Pointing rows:

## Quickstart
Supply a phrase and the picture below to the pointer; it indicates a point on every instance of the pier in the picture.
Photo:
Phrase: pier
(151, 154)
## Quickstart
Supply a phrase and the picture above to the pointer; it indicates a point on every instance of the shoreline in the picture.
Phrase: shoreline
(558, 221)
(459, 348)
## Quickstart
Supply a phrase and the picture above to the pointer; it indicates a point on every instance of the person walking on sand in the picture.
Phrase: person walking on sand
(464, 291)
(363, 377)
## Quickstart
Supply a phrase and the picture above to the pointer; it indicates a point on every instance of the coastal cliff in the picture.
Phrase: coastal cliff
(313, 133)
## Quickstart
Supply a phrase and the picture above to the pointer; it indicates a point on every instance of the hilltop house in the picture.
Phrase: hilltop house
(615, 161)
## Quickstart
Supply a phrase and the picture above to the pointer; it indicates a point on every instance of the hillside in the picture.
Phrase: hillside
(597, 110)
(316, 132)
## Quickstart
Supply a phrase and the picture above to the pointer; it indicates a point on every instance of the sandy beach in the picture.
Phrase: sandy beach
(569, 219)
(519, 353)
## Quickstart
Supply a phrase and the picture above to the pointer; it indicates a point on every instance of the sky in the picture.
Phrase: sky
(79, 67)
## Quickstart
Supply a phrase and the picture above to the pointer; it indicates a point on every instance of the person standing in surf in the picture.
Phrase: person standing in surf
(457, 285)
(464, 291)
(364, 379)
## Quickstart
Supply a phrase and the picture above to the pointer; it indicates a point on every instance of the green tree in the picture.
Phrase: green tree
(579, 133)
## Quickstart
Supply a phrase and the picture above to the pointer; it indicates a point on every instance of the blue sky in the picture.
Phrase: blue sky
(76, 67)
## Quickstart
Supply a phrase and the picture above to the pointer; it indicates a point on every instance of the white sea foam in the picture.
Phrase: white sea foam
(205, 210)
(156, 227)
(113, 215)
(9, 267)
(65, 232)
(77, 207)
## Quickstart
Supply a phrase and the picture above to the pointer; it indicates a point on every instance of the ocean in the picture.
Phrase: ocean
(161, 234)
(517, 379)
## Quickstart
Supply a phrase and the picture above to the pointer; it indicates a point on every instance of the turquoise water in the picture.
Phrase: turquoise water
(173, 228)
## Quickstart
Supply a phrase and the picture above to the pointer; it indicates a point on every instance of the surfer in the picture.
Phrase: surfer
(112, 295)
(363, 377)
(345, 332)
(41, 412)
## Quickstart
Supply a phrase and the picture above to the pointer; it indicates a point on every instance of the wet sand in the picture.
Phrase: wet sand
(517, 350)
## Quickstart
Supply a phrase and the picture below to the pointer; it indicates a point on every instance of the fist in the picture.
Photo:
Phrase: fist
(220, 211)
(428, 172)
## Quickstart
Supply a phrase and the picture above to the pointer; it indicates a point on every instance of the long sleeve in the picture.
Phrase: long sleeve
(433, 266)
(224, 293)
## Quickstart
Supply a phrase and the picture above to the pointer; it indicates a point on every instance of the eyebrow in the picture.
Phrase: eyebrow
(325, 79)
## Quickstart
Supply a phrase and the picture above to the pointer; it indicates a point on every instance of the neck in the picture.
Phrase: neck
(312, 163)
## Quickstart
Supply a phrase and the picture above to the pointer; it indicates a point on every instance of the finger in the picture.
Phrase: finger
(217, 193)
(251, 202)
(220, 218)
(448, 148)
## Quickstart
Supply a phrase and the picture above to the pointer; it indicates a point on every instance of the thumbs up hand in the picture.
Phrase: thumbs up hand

Exercise goal: Identify every line in the rows above that contains the string "long" and copy each of those lines in full.

Completed exercise:
Supply a phrase and the picture above to the pointer; it indicates a point on every instance of the long sleeve in the picture.
Phrase: long sleeve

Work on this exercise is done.